* _Görev Koşulları_
A: Somuncu Baba metninde içinde "ekmek" geçen kelimeleri, her geçişi ayrı sayarak metindeki sırasıyla sıralayın.
B: Lütfen Somuncu Baba metninin "Bekleyiş her şeyden" sözlerinin yer aldığı kısmından başlayıp "Ekmekler! Mü’minler!..." sözlerinden sonra biten bölümünü yeniden yazın ve bu bölümdeki "ekmekçi" kelimesini "fırıncı" ile değiştirin.

* _Okunacak Metin_
Bekleyiş her şeyden uzak,kendi halinde, kendi yatağında ışıltılarla, gürültülerle akan  bir ırmak. Bir muhasebe zamanı, tespit ve tayin zamanı, Kâinatı kucaklamak için hazırlanmaktır.
Bekledi Hamidüddin.
Kimse bilmedi sırrını.
Her akşam evinde yaptığı ekmekleri ertesi gün, Bursa sokaklarında “Ekmekler Müminler “ diye seslendirerek satıyordu. Mütevazi, sevecen,  hoş görülü, bulunan, samimi bir ekmekçi. Bütün bursa O’nu “Somuncu Baba” diye biliyor, tanıyordu. Sabahın erken saatlerinde Bursa sokaklarındaki evler, Somuncu Baba’nın seslenişi ile uyanırdı.
Ekmekler! Mü’minler!...

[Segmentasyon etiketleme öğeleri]
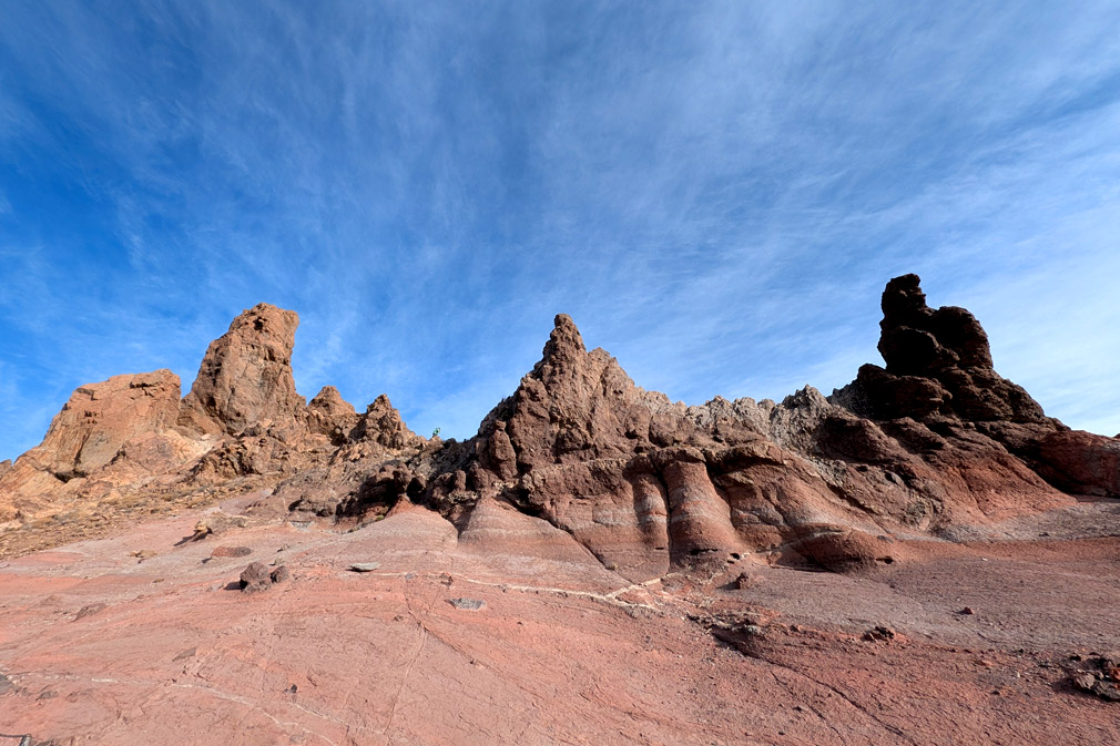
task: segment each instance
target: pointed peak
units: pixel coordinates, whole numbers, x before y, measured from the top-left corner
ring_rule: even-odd
[[[291,353],[299,315],[270,304],[244,310],[211,343],[179,423],[192,431],[234,435],[262,420],[297,417]]]
[[[393,402],[389,401],[389,394],[380,394],[376,399],[373,400],[373,403],[371,403],[368,407],[365,408],[365,411],[366,413],[388,412],[388,411],[395,412],[396,409],[393,407]]]
[[[580,336],[579,329],[576,328],[576,323],[571,320],[571,316],[557,314],[552,324],[552,334],[549,335],[549,342],[544,345],[544,360],[570,357],[575,354],[587,353],[587,347],[584,346],[584,337]]]
[[[315,399],[308,402],[307,408],[330,413],[353,414],[355,412],[354,405],[343,399],[338,389],[334,386],[323,386],[319,393],[315,394]]]
[[[925,293],[922,292],[922,278],[917,274],[903,274],[887,282],[883,291],[883,315],[886,319],[905,324],[928,313],[930,307],[925,305]]]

* _Beklenen Çıktılar_
A:
ekmekleri
Ekmekler
ekmekçi
Ekmekler

B:
Bekleyiş her şeyden uzak,kendi halinde, kendi yatağında ışıltılarla, gürültülerle akan  bir ırmak. Bir muhasebe zamanı, tespit ve tayin zamanı, Kâinatı kucaklamak için hazırlanmaktır.
Bekledi Hamidüddin.
Kimse bilmedi sırrını.
Her akşam evinde yaptığı ekmekleri ertesi gün, Bursa sokaklarında “Ekmekler Müminler “ diye seslendirerek satıyordu. Mütevazi, sevecen,  hoş görülü, bulunan, samimi bir fırıncı. Bütün bursa O’nu “Somuncu Baba” diye biliyor, tanıyordu. Sabahın erken saatlerinde Bursa sokaklarındaki evler, Somuncu Baba’nın seslenişi ile uyanırdı.
Ekmekler! Mü’minler!...